→ **Goal**
In the items below, copy out everything from the line containing "[mask] car roof -> every instance" down to the line containing "Mark the region of every instance of the car roof.", with both of those lines included. Reproduce those lines verbatim and nothing else.
----- Excerpted records -----
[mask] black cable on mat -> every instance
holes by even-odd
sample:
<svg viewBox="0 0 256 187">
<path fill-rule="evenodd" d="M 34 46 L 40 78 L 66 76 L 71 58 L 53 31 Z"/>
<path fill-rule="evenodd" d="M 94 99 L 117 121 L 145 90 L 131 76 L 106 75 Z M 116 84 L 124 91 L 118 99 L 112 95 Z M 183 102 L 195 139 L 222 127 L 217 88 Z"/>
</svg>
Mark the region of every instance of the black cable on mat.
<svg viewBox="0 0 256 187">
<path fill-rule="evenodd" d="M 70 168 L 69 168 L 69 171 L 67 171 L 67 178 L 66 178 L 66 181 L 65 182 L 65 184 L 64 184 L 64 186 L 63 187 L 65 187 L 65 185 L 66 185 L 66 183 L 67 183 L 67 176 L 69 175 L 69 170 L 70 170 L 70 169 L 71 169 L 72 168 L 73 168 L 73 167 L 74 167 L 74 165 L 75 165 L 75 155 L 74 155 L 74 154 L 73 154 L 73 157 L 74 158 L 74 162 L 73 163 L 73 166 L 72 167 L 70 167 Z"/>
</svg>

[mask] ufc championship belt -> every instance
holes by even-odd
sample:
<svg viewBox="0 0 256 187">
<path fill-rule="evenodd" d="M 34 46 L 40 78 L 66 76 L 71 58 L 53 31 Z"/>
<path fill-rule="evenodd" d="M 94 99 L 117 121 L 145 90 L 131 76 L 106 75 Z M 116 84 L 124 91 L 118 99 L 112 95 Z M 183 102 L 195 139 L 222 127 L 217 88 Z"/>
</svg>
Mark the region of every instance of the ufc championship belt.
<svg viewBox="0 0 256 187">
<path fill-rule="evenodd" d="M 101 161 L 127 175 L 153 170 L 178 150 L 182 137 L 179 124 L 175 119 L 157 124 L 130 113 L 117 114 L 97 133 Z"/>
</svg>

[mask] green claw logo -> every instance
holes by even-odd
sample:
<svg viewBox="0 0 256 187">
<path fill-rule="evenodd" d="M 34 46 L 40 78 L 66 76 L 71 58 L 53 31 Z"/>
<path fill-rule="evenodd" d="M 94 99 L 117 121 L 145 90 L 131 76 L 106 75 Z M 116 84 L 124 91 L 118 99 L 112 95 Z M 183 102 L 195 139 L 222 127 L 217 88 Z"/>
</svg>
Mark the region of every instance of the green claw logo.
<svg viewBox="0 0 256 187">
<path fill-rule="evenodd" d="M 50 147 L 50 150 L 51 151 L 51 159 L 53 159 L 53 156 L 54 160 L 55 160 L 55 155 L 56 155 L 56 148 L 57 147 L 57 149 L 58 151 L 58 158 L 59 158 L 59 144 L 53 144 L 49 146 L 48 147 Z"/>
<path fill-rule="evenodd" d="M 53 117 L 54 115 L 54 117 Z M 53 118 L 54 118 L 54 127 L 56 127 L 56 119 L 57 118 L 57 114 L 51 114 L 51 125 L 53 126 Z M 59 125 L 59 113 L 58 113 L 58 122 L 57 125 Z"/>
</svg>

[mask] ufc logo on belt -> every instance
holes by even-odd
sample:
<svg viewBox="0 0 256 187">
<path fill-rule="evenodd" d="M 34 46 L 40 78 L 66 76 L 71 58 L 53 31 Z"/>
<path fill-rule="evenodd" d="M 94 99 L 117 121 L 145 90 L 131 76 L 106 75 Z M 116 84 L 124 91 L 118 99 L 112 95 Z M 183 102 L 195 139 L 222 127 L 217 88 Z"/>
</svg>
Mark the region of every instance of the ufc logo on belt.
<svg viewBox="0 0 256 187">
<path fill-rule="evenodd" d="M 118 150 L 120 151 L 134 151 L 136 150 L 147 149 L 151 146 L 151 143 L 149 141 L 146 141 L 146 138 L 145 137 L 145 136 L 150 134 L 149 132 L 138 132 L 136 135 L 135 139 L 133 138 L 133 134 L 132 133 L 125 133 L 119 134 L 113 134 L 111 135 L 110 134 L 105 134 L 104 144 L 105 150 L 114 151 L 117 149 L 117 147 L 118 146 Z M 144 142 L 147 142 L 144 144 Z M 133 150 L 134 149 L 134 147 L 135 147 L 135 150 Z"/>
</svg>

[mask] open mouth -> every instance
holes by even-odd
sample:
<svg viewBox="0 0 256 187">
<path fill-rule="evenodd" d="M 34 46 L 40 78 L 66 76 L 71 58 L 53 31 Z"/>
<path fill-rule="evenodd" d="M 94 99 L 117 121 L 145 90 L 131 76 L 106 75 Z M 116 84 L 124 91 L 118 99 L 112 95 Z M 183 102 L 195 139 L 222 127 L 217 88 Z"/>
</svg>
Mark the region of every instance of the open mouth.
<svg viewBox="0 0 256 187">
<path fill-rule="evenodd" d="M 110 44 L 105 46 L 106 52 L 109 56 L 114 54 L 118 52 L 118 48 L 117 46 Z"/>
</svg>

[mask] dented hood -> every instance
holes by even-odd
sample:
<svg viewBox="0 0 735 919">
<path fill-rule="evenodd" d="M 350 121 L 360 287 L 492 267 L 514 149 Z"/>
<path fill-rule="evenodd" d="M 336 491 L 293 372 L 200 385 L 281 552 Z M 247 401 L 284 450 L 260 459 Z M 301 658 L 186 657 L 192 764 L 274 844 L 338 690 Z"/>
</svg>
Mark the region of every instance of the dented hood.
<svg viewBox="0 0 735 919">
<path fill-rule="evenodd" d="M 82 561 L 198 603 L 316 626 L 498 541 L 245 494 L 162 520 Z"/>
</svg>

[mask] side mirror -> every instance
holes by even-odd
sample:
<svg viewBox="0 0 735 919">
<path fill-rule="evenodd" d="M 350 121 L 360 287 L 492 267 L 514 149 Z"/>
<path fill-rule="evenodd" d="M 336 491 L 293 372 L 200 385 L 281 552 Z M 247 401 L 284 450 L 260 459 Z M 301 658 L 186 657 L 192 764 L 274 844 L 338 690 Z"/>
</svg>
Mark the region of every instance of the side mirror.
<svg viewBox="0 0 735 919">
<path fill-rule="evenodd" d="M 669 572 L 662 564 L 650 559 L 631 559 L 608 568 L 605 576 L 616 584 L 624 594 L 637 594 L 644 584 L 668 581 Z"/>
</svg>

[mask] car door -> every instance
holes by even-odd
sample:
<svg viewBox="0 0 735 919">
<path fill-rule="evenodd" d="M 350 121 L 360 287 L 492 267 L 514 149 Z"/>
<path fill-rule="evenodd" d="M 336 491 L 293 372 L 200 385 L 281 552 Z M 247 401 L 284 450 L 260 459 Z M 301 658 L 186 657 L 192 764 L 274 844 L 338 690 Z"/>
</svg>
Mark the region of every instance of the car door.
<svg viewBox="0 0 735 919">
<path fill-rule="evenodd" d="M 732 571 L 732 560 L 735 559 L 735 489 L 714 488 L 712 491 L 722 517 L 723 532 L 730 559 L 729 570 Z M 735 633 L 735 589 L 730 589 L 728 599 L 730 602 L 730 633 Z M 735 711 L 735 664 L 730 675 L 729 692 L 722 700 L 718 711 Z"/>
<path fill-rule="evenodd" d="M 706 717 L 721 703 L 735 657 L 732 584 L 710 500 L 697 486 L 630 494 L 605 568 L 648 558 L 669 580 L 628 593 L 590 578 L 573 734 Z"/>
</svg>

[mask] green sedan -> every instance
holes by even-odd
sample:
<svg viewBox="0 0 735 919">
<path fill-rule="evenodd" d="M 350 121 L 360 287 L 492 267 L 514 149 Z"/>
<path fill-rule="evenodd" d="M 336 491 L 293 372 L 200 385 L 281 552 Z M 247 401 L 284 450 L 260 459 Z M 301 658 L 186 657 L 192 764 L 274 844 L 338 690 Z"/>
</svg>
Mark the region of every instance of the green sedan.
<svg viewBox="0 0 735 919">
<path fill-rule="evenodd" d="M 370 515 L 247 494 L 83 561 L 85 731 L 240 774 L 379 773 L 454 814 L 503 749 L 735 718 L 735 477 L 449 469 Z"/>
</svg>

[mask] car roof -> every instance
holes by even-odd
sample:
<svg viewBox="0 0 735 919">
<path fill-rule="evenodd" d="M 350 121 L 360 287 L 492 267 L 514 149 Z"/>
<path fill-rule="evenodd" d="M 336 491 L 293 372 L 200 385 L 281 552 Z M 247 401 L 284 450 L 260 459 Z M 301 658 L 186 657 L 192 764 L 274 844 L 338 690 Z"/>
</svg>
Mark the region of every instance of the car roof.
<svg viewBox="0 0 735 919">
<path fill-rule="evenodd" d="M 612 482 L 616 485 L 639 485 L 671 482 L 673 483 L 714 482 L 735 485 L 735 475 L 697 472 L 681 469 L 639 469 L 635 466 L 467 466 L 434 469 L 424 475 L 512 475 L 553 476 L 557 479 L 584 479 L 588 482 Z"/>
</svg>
-----
→ **In response**
[mask] car roof -> every instance
holes by even-odd
sample:
<svg viewBox="0 0 735 919">
<path fill-rule="evenodd" d="M 350 121 L 360 287 L 492 267 L 514 149 Z"/>
<path fill-rule="evenodd" d="M 336 491 L 293 372 L 200 385 L 281 552 Z M 247 401 L 284 450 L 260 459 Z M 301 658 L 186 657 L 192 764 L 274 844 L 338 690 Z"/>
</svg>
Mark the region of every instance of the car roof.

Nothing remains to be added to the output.